Records for this task →
-- Opening Marker --
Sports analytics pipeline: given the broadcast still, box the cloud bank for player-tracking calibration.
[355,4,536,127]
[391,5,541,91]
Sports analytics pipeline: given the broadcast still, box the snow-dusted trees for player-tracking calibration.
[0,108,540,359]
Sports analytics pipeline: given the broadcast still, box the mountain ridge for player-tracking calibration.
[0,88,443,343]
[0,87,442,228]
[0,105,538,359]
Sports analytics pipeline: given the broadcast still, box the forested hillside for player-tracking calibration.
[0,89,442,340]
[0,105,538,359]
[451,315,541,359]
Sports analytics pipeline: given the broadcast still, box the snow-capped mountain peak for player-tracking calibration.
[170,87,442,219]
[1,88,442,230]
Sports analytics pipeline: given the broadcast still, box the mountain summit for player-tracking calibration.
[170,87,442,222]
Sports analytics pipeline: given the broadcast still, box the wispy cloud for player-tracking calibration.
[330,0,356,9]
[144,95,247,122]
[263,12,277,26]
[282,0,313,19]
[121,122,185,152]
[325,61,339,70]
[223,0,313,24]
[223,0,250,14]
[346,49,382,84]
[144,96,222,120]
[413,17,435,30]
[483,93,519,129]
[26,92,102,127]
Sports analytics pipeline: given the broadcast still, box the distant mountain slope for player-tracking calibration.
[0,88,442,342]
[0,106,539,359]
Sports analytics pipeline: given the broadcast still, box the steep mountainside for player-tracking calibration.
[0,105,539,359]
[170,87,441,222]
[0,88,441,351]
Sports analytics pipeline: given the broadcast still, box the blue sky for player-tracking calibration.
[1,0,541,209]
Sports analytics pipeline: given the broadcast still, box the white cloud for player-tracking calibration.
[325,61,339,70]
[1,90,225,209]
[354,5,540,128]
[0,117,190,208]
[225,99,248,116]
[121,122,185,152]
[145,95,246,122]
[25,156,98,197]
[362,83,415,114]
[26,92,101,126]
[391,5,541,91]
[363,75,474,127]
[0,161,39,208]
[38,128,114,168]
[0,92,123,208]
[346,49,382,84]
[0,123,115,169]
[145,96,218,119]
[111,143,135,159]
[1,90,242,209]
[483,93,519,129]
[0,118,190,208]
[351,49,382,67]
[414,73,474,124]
-- Closing Marker --
The problem →
Please set down all the data word for word.

Reply to the task →
Sports analytics pipeline: given the broadcast still, box the cloud bank for player-tracking calibration.
[355,4,536,127]
[391,5,541,91]
Sports analytics pipeline: given the broadcast still, box the snow-dusted trees for player-tracking calibration.
[0,108,540,359]
Sports analytics pipeline: given the broadcast still, box the mountain ridge for player-tracking calibration.
[0,88,443,343]
[0,87,442,228]
[0,105,538,359]
Sports analytics pipeline: given the broadcast still, box the forested hillside for player-tracking calibration.
[0,89,442,340]
[0,105,538,359]
[451,315,541,359]
Sports analytics pipeline: given the broadcast still, box the snow-capped mountain peak for player-tracking calibration.
[170,87,442,219]
[1,88,442,230]
Sports analytics pipeline: given the broadcast still, box the mountain summit for player-tracking calibration.
[170,87,442,222]
Sports analytics pipeline: given the broadcast still, box the wispy cloud for player-tracking calibration.
[330,0,356,9]
[144,95,247,122]
[263,12,277,26]
[282,0,313,19]
[121,122,185,152]
[325,61,339,70]
[223,0,313,24]
[223,0,250,14]
[346,49,382,84]
[144,96,222,120]
[413,17,435,30]
[483,93,519,129]
[26,92,102,127]
Sports analytics pipeline: given the broadcast still, box the distant mountain slope for player-tracking calibration.
[0,88,442,342]
[0,106,539,359]
Sports analytics pipeline: given the broadcast still, box the steep mountainside for player-tracking calibration.
[0,105,539,359]
[170,87,441,222]
[0,88,441,351]
Sports analytics pipeline: given the broadcast still, box the blue sky for player-tracking calibration.
[1,0,541,209]
Sports analytics pipeline: given the broadcast still, box the white cloud for player-tracking calibration.
[325,61,339,70]
[1,90,225,209]
[354,5,540,128]
[0,117,190,208]
[225,99,248,116]
[121,122,185,152]
[145,95,246,122]
[25,156,98,197]
[362,83,415,114]
[26,92,101,126]
[391,5,541,91]
[363,75,474,127]
[0,161,39,208]
[38,128,114,168]
[0,92,123,208]
[346,49,382,84]
[0,123,115,169]
[145,96,218,119]
[111,143,135,159]
[1,90,242,209]
[483,93,519,129]
[0,118,190,208]
[351,49,382,67]
[414,73,474,124]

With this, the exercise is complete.